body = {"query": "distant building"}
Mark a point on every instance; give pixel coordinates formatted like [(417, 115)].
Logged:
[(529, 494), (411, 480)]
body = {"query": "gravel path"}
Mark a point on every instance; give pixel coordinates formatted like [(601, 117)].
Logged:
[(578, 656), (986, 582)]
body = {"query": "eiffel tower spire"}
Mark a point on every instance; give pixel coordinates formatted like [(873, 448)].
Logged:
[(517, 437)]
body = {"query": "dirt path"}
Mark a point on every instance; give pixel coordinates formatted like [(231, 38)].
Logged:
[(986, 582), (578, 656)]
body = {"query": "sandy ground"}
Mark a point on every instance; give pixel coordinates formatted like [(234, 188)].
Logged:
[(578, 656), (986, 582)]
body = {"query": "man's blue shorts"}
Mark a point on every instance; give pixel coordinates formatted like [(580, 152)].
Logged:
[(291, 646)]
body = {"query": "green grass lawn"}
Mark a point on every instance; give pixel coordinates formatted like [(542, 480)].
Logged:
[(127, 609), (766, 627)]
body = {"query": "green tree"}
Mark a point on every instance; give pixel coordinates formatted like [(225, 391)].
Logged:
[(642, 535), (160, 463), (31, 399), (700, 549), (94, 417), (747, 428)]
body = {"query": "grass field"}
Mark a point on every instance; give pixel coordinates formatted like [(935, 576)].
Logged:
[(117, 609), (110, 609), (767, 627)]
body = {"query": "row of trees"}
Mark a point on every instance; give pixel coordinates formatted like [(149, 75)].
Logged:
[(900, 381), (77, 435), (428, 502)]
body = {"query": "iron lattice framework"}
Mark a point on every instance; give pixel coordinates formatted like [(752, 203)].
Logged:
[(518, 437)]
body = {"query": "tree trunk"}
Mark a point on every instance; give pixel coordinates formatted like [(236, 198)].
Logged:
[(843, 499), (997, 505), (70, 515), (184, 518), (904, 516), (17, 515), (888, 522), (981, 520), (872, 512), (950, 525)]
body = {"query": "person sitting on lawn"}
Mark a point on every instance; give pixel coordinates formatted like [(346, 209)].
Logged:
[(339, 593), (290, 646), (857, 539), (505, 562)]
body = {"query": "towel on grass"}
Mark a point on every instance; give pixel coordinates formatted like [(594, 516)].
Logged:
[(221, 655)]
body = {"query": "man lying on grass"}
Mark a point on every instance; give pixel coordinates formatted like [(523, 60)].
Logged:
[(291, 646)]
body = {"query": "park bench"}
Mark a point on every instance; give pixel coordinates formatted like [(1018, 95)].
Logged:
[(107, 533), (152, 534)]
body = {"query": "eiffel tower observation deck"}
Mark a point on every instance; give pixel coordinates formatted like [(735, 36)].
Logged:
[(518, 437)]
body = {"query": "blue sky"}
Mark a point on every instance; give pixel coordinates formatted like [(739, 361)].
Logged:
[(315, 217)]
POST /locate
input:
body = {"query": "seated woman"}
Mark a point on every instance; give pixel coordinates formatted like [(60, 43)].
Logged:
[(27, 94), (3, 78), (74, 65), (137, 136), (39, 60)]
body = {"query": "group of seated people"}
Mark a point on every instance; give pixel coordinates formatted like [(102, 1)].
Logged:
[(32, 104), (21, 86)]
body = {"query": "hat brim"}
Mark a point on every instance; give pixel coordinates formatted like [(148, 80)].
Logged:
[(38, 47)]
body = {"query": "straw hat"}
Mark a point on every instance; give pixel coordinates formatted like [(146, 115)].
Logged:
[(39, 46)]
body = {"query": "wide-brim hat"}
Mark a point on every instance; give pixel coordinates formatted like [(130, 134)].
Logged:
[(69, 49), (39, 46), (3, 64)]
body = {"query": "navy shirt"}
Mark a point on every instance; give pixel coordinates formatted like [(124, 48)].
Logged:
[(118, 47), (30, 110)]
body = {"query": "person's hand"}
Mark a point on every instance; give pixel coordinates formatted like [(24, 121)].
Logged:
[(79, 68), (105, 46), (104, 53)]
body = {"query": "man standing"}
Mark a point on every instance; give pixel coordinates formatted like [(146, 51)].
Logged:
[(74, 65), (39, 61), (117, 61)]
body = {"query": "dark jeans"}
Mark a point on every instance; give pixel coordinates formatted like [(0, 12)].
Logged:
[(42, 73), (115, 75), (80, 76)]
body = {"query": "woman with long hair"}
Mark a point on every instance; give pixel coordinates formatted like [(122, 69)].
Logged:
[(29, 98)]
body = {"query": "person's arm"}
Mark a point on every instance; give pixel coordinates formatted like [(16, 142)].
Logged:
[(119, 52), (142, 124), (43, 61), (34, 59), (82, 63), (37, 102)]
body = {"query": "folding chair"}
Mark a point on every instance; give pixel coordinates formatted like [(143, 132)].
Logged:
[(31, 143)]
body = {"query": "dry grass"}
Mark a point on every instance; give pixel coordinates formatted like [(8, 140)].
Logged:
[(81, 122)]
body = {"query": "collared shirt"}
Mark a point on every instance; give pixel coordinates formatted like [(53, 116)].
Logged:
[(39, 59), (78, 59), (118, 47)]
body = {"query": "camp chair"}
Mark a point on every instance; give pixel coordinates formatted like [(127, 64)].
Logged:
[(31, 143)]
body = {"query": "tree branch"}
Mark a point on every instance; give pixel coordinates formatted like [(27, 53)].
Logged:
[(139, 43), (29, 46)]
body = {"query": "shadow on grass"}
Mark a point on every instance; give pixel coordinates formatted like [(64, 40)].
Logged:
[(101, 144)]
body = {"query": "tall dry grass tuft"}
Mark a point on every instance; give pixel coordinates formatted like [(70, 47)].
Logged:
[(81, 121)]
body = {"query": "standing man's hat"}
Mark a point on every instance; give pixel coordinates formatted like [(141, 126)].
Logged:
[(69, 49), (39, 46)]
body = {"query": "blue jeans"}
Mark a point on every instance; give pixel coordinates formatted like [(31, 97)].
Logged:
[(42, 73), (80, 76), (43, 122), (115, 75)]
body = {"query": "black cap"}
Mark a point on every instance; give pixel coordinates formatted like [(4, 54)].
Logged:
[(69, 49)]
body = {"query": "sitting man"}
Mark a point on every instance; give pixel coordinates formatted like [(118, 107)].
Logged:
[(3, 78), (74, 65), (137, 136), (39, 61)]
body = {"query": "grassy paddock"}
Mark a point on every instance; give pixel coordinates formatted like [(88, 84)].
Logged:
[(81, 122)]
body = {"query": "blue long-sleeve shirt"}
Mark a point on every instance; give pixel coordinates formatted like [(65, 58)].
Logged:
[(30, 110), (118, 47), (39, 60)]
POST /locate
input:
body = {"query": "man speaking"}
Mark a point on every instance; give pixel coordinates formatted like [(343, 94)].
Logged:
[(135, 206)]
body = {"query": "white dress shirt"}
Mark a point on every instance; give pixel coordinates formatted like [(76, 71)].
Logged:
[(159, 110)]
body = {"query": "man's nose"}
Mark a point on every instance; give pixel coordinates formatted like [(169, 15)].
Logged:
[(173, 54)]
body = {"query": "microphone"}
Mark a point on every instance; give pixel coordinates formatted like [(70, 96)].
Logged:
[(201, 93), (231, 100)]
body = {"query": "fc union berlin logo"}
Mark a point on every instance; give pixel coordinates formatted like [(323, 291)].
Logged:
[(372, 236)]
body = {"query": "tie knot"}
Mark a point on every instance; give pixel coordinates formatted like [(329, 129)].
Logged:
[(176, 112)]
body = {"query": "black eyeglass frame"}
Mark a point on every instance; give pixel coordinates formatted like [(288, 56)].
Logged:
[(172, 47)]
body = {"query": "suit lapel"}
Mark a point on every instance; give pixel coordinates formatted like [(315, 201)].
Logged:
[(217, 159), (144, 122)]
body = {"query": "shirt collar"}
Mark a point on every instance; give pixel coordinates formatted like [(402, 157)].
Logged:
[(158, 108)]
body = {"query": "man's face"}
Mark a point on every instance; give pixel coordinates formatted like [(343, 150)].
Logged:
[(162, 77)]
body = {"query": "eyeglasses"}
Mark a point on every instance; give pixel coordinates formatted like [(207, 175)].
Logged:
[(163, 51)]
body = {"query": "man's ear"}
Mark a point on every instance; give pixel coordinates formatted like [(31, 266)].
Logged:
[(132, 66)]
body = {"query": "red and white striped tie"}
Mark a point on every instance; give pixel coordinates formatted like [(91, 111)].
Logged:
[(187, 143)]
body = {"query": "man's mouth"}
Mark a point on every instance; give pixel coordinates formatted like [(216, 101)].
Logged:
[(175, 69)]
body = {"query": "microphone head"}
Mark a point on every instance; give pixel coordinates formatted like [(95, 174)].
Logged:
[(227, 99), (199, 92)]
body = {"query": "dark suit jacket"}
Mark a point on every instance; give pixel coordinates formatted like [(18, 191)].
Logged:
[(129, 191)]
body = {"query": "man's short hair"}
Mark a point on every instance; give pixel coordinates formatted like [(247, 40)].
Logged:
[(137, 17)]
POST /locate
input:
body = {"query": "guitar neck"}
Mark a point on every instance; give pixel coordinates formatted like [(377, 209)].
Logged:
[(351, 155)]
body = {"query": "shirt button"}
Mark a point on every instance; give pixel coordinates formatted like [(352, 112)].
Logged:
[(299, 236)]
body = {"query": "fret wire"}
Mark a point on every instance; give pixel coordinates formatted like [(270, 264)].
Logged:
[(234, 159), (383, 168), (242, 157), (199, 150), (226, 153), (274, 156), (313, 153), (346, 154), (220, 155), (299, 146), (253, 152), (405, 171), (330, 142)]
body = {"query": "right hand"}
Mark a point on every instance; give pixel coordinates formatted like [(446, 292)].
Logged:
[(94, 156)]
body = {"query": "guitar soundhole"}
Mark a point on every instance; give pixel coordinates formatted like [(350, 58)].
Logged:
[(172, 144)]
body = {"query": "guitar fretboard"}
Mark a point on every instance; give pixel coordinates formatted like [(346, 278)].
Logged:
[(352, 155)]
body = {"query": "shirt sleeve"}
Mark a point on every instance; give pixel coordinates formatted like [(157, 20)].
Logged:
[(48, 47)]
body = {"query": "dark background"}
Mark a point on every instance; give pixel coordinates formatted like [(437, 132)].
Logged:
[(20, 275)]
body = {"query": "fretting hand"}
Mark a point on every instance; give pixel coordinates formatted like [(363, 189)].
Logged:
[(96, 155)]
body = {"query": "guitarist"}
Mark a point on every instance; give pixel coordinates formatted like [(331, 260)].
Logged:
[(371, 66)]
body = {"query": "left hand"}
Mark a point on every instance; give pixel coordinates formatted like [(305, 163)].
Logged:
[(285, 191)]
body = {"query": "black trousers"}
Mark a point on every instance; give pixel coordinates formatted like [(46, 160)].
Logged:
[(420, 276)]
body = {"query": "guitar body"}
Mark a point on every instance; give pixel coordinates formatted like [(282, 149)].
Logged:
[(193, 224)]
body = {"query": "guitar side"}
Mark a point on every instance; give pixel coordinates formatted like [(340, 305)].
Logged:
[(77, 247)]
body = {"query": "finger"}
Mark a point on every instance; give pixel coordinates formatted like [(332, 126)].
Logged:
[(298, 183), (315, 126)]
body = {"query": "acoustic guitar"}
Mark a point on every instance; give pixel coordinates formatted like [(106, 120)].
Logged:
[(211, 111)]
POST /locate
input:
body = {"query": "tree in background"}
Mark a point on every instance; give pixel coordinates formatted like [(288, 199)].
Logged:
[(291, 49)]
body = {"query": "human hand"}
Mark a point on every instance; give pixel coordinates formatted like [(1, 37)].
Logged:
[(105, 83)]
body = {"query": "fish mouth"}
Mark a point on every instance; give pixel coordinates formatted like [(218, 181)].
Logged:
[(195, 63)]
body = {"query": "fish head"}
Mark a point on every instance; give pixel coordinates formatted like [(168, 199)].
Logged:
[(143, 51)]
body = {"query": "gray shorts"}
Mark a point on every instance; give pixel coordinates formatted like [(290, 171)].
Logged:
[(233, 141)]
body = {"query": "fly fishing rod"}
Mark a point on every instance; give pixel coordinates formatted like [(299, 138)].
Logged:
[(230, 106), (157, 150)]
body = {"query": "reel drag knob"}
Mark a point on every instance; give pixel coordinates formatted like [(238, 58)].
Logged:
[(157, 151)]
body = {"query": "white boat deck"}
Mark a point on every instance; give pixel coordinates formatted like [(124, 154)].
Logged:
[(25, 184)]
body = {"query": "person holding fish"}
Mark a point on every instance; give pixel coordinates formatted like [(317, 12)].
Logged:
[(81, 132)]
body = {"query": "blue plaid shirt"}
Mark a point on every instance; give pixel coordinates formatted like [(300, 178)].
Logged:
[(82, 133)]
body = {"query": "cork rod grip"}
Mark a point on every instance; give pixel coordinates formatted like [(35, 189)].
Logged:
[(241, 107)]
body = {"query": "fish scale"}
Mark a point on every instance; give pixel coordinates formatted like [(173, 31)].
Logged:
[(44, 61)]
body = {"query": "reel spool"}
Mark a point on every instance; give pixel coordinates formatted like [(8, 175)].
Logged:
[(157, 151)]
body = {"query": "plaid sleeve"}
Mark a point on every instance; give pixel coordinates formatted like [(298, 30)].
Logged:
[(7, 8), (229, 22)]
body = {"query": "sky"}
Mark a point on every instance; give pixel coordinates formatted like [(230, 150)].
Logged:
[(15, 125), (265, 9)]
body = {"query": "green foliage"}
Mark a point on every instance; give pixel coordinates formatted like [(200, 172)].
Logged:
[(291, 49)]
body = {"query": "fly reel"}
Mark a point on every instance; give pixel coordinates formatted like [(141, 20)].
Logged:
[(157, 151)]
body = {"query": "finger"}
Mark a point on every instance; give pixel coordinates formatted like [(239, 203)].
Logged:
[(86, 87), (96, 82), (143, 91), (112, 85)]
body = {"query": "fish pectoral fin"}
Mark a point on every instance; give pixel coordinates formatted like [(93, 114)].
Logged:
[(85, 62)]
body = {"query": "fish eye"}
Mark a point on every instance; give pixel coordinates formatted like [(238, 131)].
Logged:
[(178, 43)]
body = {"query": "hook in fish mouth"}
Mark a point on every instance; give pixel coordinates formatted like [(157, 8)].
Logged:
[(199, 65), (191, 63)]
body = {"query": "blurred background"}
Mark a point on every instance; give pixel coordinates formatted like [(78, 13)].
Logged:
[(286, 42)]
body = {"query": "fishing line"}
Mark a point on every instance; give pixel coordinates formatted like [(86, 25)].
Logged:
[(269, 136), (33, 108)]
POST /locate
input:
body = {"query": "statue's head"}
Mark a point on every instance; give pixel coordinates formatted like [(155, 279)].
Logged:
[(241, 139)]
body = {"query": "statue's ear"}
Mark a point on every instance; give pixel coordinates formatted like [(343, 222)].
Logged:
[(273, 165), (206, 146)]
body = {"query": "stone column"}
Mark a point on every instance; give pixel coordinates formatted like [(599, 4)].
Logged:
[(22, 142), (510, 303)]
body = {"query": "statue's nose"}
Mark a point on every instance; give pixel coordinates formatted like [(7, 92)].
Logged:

________________________

TASK REQUIREMENTS>
Starting at the top of the records and stopping after the line that contains "[(517, 437)]", give those lines again with "Logged" swapped for "Recorded" and everything else unchanged.

SOLVED PROBLEM>
body = {"query": "distant building"}
Mark a point on every instance; give pixel coordinates formatted like [(417, 115)].
Recorded:
[(529, 494), (411, 480)]
body = {"query": "gravel path"}
Mark a point on every instance; give pixel coordinates formatted like [(601, 117)].
Recorded:
[(578, 656), (986, 582)]
body = {"query": "eiffel tower spire"}
Mark a point on every instance; give pixel coordinates formatted like [(873, 448)].
Recorded:
[(517, 437)]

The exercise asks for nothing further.